* [Materials provided]
[Begin]
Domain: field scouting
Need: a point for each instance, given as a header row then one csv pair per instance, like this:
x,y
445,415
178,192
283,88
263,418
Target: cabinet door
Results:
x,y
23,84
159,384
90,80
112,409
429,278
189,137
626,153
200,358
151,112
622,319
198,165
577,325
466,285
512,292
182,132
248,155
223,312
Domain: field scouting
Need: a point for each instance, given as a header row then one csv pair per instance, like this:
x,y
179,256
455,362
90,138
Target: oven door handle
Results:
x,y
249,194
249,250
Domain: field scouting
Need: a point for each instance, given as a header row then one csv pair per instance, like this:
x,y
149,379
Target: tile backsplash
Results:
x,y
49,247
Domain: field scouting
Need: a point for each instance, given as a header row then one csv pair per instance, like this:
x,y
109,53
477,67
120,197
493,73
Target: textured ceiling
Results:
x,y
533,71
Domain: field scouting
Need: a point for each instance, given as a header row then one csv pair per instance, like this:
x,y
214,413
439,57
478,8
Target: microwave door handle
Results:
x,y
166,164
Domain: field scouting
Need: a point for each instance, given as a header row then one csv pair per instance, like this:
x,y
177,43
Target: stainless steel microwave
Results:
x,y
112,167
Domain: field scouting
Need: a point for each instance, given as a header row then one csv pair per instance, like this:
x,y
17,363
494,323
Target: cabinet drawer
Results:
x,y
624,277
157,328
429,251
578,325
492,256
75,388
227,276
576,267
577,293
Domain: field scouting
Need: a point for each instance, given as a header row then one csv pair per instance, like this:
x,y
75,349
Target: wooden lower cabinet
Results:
[End]
* [Prompt] Output the lines above verbatim and in full.

* [The solution]
Domain: field scouting
Need: a point for each instance, given as a header row then one csv pair per instance, like this:
x,y
445,415
178,192
283,88
263,418
Target: cabinet door
Results:
x,y
23,84
159,384
90,80
112,409
429,278
189,137
626,153
200,358
151,112
622,319
198,165
577,325
466,285
512,292
182,132
248,155
223,312
Domain: field scouting
Need: a point for each instance, given as a header row then one csv pair per instance, like this:
x,y
179,256
455,362
90,138
Target: oven door handle
Results:
x,y
249,194
249,250
Domain: field scouting
Need: a point for each instance, given as a header row then one csv pair per instance, like this:
x,y
149,379
Target: tile backsplash
Results:
x,y
49,247
Domain: field scouting
Need: a point for each instance, given as a header row then one csv pair per instance, like this:
x,y
109,53
477,67
120,197
493,73
Target: textured ceiling
Results:
x,y
533,71
Domain: field scouting
Need: a point for each instance, given as a header row then one csv pair per instance, like this:
x,y
214,413
439,57
478,8
Target: microwave door handle
Results:
x,y
166,164
Domain: field scouting
Need: a point for each instance, given as a header row then one csv pair per instance, like this:
x,y
177,43
Target: stainless steel microwave
Results:
x,y
112,167
Domain: field scouting
Need: a point for each instance, given as a header row then one csv pair per instance, like this:
x,y
17,363
494,323
Target: cabinet drawer
Results:
x,y
624,277
157,328
429,251
578,325
492,256
75,388
227,276
576,267
577,293
Domain: field scouting
Need: a point for each instance, given as a header row then one csv pair per instance, like this:
x,y
75,349
Target: wooden lower cabinet
Results:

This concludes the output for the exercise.